Render the lines as a numbered list with blank lines dropped. Start at the top of the items, stop after the line that contains "77), (162, 70)]", and omit the pictures.
[BEGIN Material for this exercise]
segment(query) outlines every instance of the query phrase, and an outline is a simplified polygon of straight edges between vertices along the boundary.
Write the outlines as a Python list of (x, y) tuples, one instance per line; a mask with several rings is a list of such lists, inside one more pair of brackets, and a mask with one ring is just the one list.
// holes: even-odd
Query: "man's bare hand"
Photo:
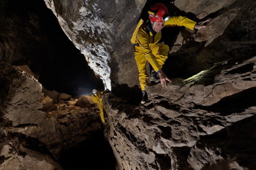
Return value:
[(160, 70), (159, 72), (158, 72), (158, 74), (159, 74), (159, 78), (160, 78), (161, 84), (162, 84), (163, 87), (166, 87), (167, 86), (167, 81), (168, 81), (170, 83), (172, 82), (172, 80), (167, 77), (162, 70)]
[(209, 22), (212, 20), (212, 18), (207, 18), (206, 20), (204, 21), (198, 22), (198, 23), (197, 23), (197, 24), (196, 24), (195, 25), (194, 28), (197, 29), (200, 29), (201, 28), (205, 28), (205, 27), (206, 27), (206, 25), (204, 25), (204, 23), (208, 22)]

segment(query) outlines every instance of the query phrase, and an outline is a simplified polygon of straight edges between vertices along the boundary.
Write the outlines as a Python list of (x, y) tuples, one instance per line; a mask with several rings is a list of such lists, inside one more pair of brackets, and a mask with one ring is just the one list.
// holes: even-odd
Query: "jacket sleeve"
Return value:
[(162, 68), (162, 66), (159, 65), (155, 56), (152, 54), (152, 51), (149, 46), (150, 42), (148, 33), (143, 29), (140, 29), (137, 34), (137, 39), (145, 57), (155, 71), (157, 72)]
[(192, 21), (186, 17), (172, 16), (164, 23), (164, 27), (184, 26), (192, 30), (196, 24), (196, 22)]
[(131, 42), (133, 44), (135, 43), (135, 41), (136, 40), (136, 35), (137, 35), (137, 33), (138, 32), (139, 29), (141, 26), (141, 25), (143, 23), (143, 20), (142, 19), (141, 19), (139, 21), (139, 22), (138, 23), (137, 25), (137, 26), (135, 28), (135, 30), (134, 30), (133, 33), (132, 34), (132, 38), (131, 39)]

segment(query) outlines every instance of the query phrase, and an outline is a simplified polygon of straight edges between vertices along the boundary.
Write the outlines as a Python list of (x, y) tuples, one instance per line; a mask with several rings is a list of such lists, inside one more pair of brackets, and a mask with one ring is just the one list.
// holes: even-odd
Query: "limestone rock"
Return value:
[(69, 94), (66, 94), (64, 93), (61, 93), (59, 96), (59, 100), (68, 100), (72, 97), (72, 96)]
[(145, 105), (106, 94), (109, 139), (121, 168), (253, 169), (256, 57), (238, 61), (165, 88), (149, 84)]
[(91, 96), (83, 96), (79, 98), (75, 106), (82, 108), (92, 107), (95, 106), (95, 104), (92, 101)]

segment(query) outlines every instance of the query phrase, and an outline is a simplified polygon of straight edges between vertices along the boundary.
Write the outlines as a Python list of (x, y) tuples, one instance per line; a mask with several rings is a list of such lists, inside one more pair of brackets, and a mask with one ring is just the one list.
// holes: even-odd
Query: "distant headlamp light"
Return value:
[(162, 18), (163, 19), (163, 21), (165, 22), (170, 19), (170, 16), (169, 15), (164, 16)]

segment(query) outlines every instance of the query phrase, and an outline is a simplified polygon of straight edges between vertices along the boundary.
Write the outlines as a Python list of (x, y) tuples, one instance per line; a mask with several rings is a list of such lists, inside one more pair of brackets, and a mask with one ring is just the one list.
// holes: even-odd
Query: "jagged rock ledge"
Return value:
[(256, 63), (229, 60), (166, 88), (146, 86), (144, 105), (107, 94), (121, 169), (254, 169)]

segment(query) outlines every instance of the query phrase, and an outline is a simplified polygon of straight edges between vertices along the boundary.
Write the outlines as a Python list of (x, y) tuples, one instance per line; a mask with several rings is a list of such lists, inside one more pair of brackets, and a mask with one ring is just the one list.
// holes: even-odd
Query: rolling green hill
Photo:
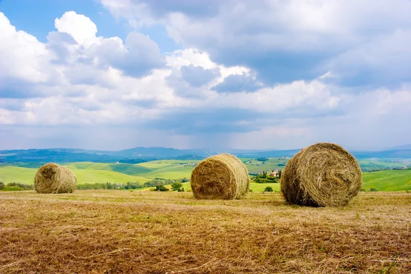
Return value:
[[(141, 176), (132, 176), (105, 170), (96, 169), (72, 169), (73, 172), (77, 178), (77, 184), (95, 184), (105, 183), (127, 183), (127, 182), (138, 182), (144, 183), (150, 179)], [(1, 166), (0, 181), (5, 183), (13, 182), (31, 184), (33, 184), (34, 175), (37, 172), (36, 169), (27, 169), (18, 166)]]
[(364, 173), (362, 179), (362, 187), (367, 190), (371, 188), (380, 191), (411, 190), (411, 169)]
[[(288, 159), (269, 159), (262, 164), (261, 161), (251, 159), (241, 159), (245, 162), (251, 173), (258, 173), (263, 170), (284, 169)], [(195, 160), (159, 160), (147, 162), (137, 164), (74, 162), (67, 164), (76, 175), (79, 184), (104, 183), (127, 183), (138, 182), (144, 183), (154, 178), (180, 179), (190, 177), (194, 166), (190, 163), (197, 163)], [(367, 167), (371, 166), (385, 166), (393, 165), (400, 166), (403, 163), (370, 162), (362, 162)], [(367, 166), (368, 165), (368, 166)], [(27, 164), (32, 167), (32, 165)], [(33, 166), (34, 167), (34, 166)], [(37, 169), (0, 166), (0, 181), (5, 183), (18, 182), (32, 184)], [(379, 191), (398, 191), (411, 189), (411, 169), (386, 170), (363, 173), (363, 188), (366, 190), (376, 188)], [(272, 185), (275, 190), (279, 190), (278, 184)], [(262, 191), (265, 184), (253, 184), (251, 189), (254, 191)]]
[(129, 164), (104, 164), (83, 162), (68, 164), (66, 166), (70, 169), (110, 171), (127, 174), (128, 175), (141, 175), (151, 171), (151, 169), (144, 166)]

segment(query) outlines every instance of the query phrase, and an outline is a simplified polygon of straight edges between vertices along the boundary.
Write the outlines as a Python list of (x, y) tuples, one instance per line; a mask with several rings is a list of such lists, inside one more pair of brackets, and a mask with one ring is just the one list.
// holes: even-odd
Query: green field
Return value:
[[(250, 173), (262, 170), (284, 169), (287, 159), (271, 158), (262, 162), (251, 159), (241, 159), (245, 162)], [(68, 164), (77, 177), (79, 184), (105, 183), (125, 184), (127, 182), (144, 183), (154, 178), (180, 179), (190, 177), (194, 169), (191, 162), (198, 161), (160, 160), (152, 161), (138, 164), (104, 164), (93, 162), (75, 162)], [(386, 162), (383, 161), (368, 161), (360, 164), (364, 166), (382, 167), (387, 165), (393, 167), (403, 165), (403, 163)], [(27, 164), (27, 166), (34, 165)], [(0, 166), (0, 181), (5, 183), (18, 182), (33, 184), (33, 179), (37, 169), (23, 166)], [(411, 189), (411, 169), (386, 170), (363, 173), (363, 188), (366, 190), (376, 188), (379, 191), (399, 191)], [(188, 189), (186, 183), (184, 189)], [(274, 190), (279, 190), (279, 184), (251, 184), (251, 190), (262, 191), (266, 186), (271, 186)]]
[(382, 171), (363, 173), (362, 187), (382, 191), (411, 190), (411, 169), (402, 171)]
[[(149, 179), (142, 176), (131, 176), (119, 172), (97, 170), (97, 169), (77, 169), (72, 171), (77, 178), (77, 183), (95, 184), (110, 182), (112, 183), (127, 183), (127, 182), (138, 182), (144, 183)], [(33, 184), (36, 169), (27, 169), (18, 166), (1, 166), (0, 181), (5, 183), (17, 182), (23, 184)]]

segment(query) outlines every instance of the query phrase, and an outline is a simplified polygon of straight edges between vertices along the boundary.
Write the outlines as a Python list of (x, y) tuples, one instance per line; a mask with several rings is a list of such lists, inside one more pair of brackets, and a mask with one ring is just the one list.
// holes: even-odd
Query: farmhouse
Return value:
[(273, 171), (270, 173), (270, 176), (279, 177), (279, 175), (278, 171)]

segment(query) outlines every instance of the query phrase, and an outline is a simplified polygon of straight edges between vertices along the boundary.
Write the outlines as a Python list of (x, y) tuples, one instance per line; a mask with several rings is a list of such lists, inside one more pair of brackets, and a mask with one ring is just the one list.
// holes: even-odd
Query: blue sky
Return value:
[(410, 143), (411, 2), (0, 1), (0, 149)]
[END Material for this exercise]
- _Full solution_:
1. segment(query) outlines every instance of the query phrase, and an outline is a simplified polygon of straight edges between vertices along the boundary.
2. Write the outlines as a Python list of (x, y) tuples, one instance per line; a mask with several rings is a list of such lists, inside one more pair of brackets, and a mask with one ring is just the one list.
3. // holes: even-odd
4. Query: "man's bare hand"
5. Photo:
6. Return value:
7. [(160, 70), (159, 72), (158, 72), (158, 74), (159, 74), (159, 78), (160, 78), (161, 84), (162, 84), (163, 87), (166, 87), (167, 86), (167, 81), (168, 81), (170, 83), (172, 82), (172, 80), (167, 77), (162, 70)]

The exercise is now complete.